**Aim of the exercise:** Where the listing below reaches the line containing "Target: wall mirror", start writing out lines exactly, and stop once the line containing "Target: towel bar" has been written.

(Data begins)

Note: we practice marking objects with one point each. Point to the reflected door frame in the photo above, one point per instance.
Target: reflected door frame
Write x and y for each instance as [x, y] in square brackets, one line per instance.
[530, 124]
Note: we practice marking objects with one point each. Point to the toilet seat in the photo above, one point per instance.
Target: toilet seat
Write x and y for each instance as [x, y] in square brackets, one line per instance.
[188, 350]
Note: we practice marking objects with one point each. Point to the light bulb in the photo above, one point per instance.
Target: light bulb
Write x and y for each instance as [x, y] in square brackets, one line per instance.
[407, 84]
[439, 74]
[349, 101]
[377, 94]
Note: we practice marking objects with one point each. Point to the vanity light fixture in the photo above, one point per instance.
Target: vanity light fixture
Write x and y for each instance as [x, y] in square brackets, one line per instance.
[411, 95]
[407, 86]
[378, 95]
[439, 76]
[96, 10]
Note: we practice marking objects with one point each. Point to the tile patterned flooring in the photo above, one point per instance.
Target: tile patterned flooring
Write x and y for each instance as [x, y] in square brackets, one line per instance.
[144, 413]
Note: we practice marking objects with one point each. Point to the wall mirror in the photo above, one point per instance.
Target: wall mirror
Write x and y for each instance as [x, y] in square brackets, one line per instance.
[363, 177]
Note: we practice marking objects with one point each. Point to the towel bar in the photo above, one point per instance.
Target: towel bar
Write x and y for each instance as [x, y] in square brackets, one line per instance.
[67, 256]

(Data ends)
(Data begins)

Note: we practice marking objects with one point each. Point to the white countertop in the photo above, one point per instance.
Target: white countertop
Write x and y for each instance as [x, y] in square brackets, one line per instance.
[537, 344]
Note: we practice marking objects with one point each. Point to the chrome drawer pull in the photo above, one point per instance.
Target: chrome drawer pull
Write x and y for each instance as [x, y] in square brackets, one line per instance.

(Data ends)

**Solution below:**
Target: wall mirror
Write x and y for each instance as [x, y] in square brackets, one line per instance.
[363, 177]
Note: we practice marking objects with one point each. Point to the towel bar in the photo above, one point per instance.
Target: towel bar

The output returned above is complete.